**Document segment:**

What Happens After the First Appointment
All of our services are individualized to each individual we serve. The next steps for the student will be determined by DVR staff and the student at the conclusion of the first meeting. In general, you can expect that DVR staff will review all of the information provided to determine if the student is eligible for our services. If the student will need to attend any follow up appointments, or gather additional information, DVR staff will also let them know.
Who Will Be on the VR Team
We believe that the best way to ensure success is to have the best partners and teammates supporting young adults. While the student gets to take the lead in determining the direction of the services, they may also receive support and guidance from the team members below!
✔ DVR Partner
The DVR partner is the guide for the student’s journey with DVR. The student’s DVR partner will assist them with learning about the programs and services available, help them get the information they need to make important decisions and make sure that their services keep moving forward. The student will work a lot with the DVR partner to complete required paperwork and get connected to important service providers and resources.
✔ Service Providers
To make sure young adults receive the best services possible, DVR partners with a variety of community-based service providers. Our service providers work with young adults directly to help them explore and learn about work as well as assist them with starting and keeping a new job.

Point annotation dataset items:

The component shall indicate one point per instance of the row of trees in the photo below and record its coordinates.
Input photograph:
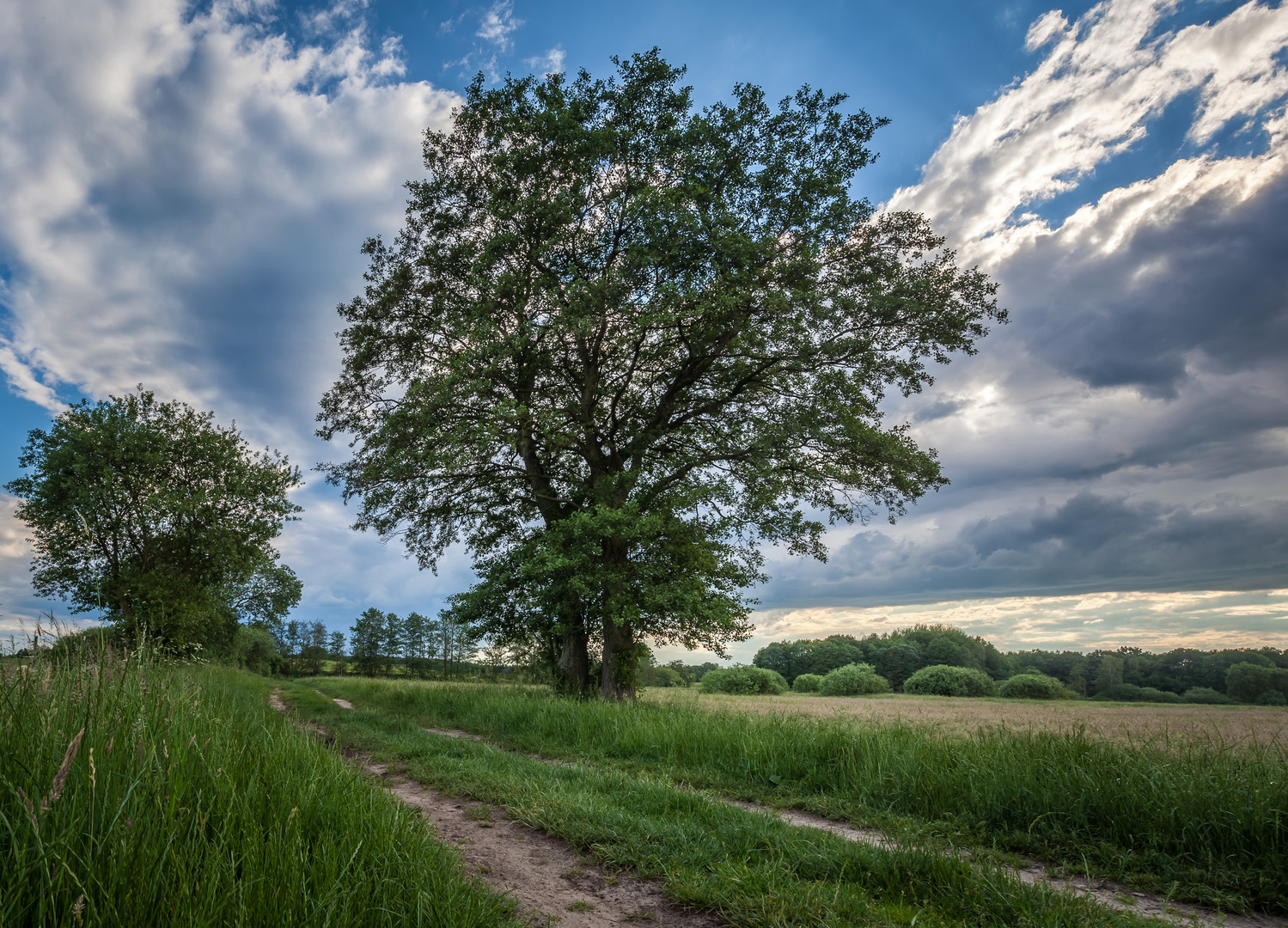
(900, 654)
(382, 639)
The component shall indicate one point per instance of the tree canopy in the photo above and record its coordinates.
(621, 343)
(159, 517)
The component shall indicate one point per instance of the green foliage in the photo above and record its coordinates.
(257, 651)
(949, 681)
(621, 342)
(131, 796)
(807, 683)
(853, 680)
(1246, 682)
(1030, 686)
(156, 517)
(743, 681)
(1171, 815)
(898, 662)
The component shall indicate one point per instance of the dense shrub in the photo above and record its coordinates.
(1030, 686)
(942, 680)
(743, 681)
(853, 680)
(1247, 681)
(807, 683)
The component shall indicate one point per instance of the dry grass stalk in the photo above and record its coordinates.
(61, 776)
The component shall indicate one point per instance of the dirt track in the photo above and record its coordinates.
(549, 878)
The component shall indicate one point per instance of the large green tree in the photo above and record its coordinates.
(634, 340)
(159, 517)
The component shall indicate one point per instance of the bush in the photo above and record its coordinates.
(853, 680)
(807, 683)
(1030, 686)
(1246, 682)
(743, 682)
(666, 677)
(942, 680)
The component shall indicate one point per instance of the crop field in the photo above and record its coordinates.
(1187, 820)
(1224, 726)
(139, 796)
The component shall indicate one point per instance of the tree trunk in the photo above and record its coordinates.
(573, 665)
(621, 660)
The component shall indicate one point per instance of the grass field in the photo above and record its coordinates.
(1176, 817)
(1223, 726)
(131, 796)
(756, 870)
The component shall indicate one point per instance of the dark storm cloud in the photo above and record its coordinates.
(1087, 543)
(1206, 291)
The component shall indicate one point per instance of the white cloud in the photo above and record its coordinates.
(183, 198)
(1157, 621)
(1091, 100)
(549, 64)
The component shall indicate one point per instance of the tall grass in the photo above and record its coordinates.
(131, 794)
(756, 870)
(1180, 816)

**Directions:**
a. Rewrite the part of the DVR services text that opens with the words "What Happens After" and closes with "let them know.", putting "agency staff" wherever "DVR staff" appears.
b. List every heading in the DVR services text, including the check-marked ones.
Base every answer on the DVR services text alone.

**Final answers:**
a.
What Happens After the First Appointment
All of our services are individualized to each individual we serve. The next steps for the student will be determined by agency staff and the student at the conclusion of the first meeting. In general, you can expect that agency staff will review all of the information provided to determine if the student is eligible for our services. If the student will need to attend any follow up appointments, or gather additional information, agency staff will also let them know.

b.
What Happens After the First Appointment
Who Will Be on the VR Team
DVR Partner
Service Providers